__Excerpted text__

>> BEGIN

Interesting query - remove duplicates from my table

  • Hi everyone,

    I need help understanding something.

    The situation is - I have a table that stores comments about shipments, and sometimes the same comment is in a table several times. So I had to write some code to delete duplicate comments.

    I could not find a way without using some programming language and loop through each row, but I asked a colleague from India and he gave me this query:

    DELETE NestleComments FROM NestleComments d

    LEFT OUTER JOIN

    (SELECT ManagerComment, pk = MIN(PK)

    FROM NestleComments

    GROUP BY ManagerComment) x

    ON d.pk = x.pk

    WHERE x.pk IS NULL

    GO

    It works perfect and deletes the duplicate comments! But I don't understand why! I looked at it like 100 times but don't get it. But I don't want to give up, I want to learn why it works! Can someone please explain what happens in this query? Thank you!

  • Are you sure that works?

    For me it has errors. There's no such thing as "DELETE field FROM Table" as it will delete the entire row. And AFAIK you can't use JOINs in a DELETE statement.You should post DDL and sample data and explain why are you using 2 tables ( NestleComments & Dup).

    Here's an example of what you can do if you have an ID field.

    DECLARE @Tabletable(

    tableidint identity,

    stringvarchar(15))

    INSERT @Table(string)

    SELECT 'a' UNION ALL

    SELECT 'a' UNION ALL

    SELECT 'b' UNION ALL

    SELECT 'b' UNION ALL

    SELECT 'b' UNION ALL

    SELECT 'c'

    SELECT * FROM @Table

    DELETE FROM @Table

    WHERE tableid NOT IN (SELECT MIN(tableid)

>> END

__Raw data__
>> BEGIN

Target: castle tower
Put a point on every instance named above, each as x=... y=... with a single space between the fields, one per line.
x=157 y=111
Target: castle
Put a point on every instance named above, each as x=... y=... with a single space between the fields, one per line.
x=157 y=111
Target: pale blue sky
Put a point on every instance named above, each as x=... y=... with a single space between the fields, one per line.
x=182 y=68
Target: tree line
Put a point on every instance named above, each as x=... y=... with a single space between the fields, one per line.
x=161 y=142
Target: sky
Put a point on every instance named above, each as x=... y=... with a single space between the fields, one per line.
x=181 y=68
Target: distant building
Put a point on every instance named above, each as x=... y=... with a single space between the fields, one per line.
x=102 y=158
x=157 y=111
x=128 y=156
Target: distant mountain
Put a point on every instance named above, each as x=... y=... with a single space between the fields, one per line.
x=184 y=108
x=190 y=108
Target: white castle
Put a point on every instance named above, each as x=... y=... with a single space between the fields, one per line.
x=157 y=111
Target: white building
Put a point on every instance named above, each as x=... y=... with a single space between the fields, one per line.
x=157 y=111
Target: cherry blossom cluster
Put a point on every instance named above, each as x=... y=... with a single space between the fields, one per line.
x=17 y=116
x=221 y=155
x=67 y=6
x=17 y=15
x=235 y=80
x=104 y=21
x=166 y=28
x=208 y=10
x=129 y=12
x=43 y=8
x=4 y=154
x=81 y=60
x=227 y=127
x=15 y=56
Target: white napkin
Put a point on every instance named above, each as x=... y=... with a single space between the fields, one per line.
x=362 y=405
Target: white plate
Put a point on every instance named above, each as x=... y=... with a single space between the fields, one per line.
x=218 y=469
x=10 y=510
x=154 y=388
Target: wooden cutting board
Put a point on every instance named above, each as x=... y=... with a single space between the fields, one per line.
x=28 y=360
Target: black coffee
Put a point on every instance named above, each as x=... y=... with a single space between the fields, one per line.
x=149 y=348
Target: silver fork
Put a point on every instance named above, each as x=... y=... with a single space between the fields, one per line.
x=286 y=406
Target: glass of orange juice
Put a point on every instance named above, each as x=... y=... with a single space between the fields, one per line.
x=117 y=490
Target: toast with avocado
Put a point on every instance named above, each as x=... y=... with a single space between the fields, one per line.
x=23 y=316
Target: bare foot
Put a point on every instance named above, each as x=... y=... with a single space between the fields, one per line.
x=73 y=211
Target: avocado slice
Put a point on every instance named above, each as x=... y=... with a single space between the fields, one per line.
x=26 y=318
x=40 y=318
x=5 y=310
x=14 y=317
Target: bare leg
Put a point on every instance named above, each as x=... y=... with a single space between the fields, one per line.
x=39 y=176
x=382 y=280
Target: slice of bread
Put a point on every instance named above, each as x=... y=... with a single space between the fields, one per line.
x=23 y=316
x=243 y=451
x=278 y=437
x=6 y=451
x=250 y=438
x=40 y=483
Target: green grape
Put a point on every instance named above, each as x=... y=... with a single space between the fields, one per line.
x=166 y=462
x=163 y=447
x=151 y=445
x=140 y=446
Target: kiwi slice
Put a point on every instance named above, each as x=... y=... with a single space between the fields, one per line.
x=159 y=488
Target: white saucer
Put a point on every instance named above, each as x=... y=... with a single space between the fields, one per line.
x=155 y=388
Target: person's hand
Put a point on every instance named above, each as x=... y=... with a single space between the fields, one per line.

>> END

__Do this__
Retype the passage from the forum thread on deleting duplicate comments above, from "WHERE x.pk IS" up to and including "sure that works?".

__Answer to this problem__
WHERE x.pk IS NULL

    GO

    It works perfect and deletes the duplicate comments! But I don't understand why! I looked at it like 100 times but don't get it. But I don't want to give up, I want to learn why it works! Can someone please explain what happens in this query? Thank you!

  • Are you sure that works?